Object position labeling entries
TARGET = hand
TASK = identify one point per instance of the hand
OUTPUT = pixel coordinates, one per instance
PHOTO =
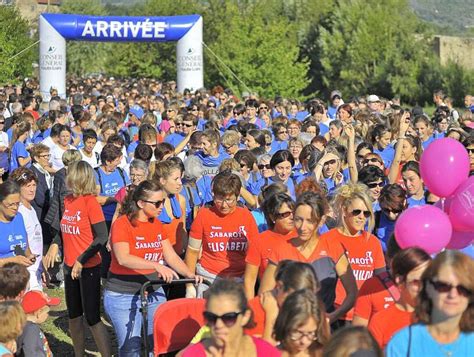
(51, 256)
(22, 260)
(191, 292)
(166, 273)
(76, 270)
(269, 304)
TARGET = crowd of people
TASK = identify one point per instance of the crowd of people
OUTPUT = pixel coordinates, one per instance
(282, 213)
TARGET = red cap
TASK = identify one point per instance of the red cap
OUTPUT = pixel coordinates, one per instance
(34, 300)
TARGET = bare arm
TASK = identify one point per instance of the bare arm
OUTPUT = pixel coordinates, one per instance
(268, 280)
(250, 278)
(344, 271)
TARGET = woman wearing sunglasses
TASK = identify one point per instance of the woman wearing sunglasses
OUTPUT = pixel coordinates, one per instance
(227, 314)
(374, 178)
(278, 210)
(408, 266)
(444, 311)
(325, 255)
(354, 213)
(140, 250)
(301, 326)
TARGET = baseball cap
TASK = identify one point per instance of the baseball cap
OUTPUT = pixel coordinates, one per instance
(373, 98)
(34, 300)
(137, 111)
(336, 93)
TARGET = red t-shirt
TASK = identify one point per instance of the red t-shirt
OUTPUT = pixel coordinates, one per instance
(144, 240)
(365, 255)
(224, 240)
(323, 261)
(372, 298)
(260, 249)
(387, 322)
(80, 213)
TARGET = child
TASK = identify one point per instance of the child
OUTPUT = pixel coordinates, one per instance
(12, 320)
(32, 341)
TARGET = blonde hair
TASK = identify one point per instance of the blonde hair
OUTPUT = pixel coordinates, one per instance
(348, 193)
(80, 179)
(12, 320)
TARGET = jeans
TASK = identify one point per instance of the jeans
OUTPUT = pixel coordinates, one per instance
(124, 313)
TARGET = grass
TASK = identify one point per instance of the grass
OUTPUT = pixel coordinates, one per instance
(57, 333)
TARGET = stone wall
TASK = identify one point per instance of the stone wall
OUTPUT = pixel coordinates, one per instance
(456, 49)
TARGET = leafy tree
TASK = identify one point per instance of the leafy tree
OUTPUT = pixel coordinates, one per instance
(371, 46)
(263, 52)
(14, 38)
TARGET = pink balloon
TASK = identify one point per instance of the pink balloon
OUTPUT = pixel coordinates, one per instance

__DIRECTION__. Rewrite all of the material above, substituting "image coordinates" for every occurrence of "pixel coordinates" and leaving everything else unchanged. Omit the pictures.

__TASK OUTPUT__.
TARGET = hand
TASK = identify one point per instance of the hand
OUTPUT = image coordinates, one per instance
PHOTO =
(51, 256)
(22, 260)
(191, 292)
(166, 273)
(76, 270)
(269, 304)
TARGET = crowd of people
TASK = identify one point per instance of the crowd of people
OUTPUT = image coordinates, one per instance
(282, 213)
TARGET = red cap
TASK = identify one point per instance of the red cap
OUTPUT = image coordinates, one per instance
(34, 300)
TARGET = bare arm
TASK = identify one point per instance of the bare arm
OUTPUT = image coordinates, one per instance
(268, 280)
(250, 278)
(344, 271)
TARGET = woman wearing sunglasses
TASK = identify one point per instance of the woman wearing sunglasses
OUTPUT = image coordinates, one per instance
(227, 314)
(374, 178)
(278, 210)
(408, 266)
(444, 311)
(325, 255)
(354, 213)
(140, 250)
(301, 326)
TARGET = baseball cap
TASK = identify one point per instance of the baseball cap
OUTPUT = image coordinates, one per instance
(373, 98)
(34, 300)
(137, 111)
(336, 93)
TARGET = red t-shirt
TASK = identify one point per instance of the red t-shirt
OUTPUT = image coordinates, one per instance
(144, 240)
(365, 255)
(224, 240)
(323, 261)
(372, 298)
(260, 249)
(387, 322)
(80, 213)
TARGET = child
TASK = identify one point per instance of the child
OUTPUT = image coordinates, one per instance
(12, 320)
(32, 341)
TARGET = blonde hair
TASK = identify one point per instance of the blonde hair
OUTPUT = image coordinates, one per instance
(348, 193)
(80, 179)
(12, 320)
TARGET = jeans
TASK = identify one point per instance of the jeans
OUTPUT = image coordinates, one per instance
(124, 313)
TARGET = grass
TASK = identify one point per instance of the grass
OUTPUT = image coordinates, one per instance
(57, 333)
TARGET = stone wall
TASK = identify one point per instance of the stone wall
OUTPUT = image coordinates, one per instance
(456, 49)
TARGET = leafy tree
TASK = identify one point per instance of the leafy tree
OUTPUT = image coordinates, one per instance
(371, 46)
(263, 52)
(14, 38)
TARGET = pink balloon
TASK = identify one point per instance of the pink balloon
OUTPUT = image coordinates, one per instance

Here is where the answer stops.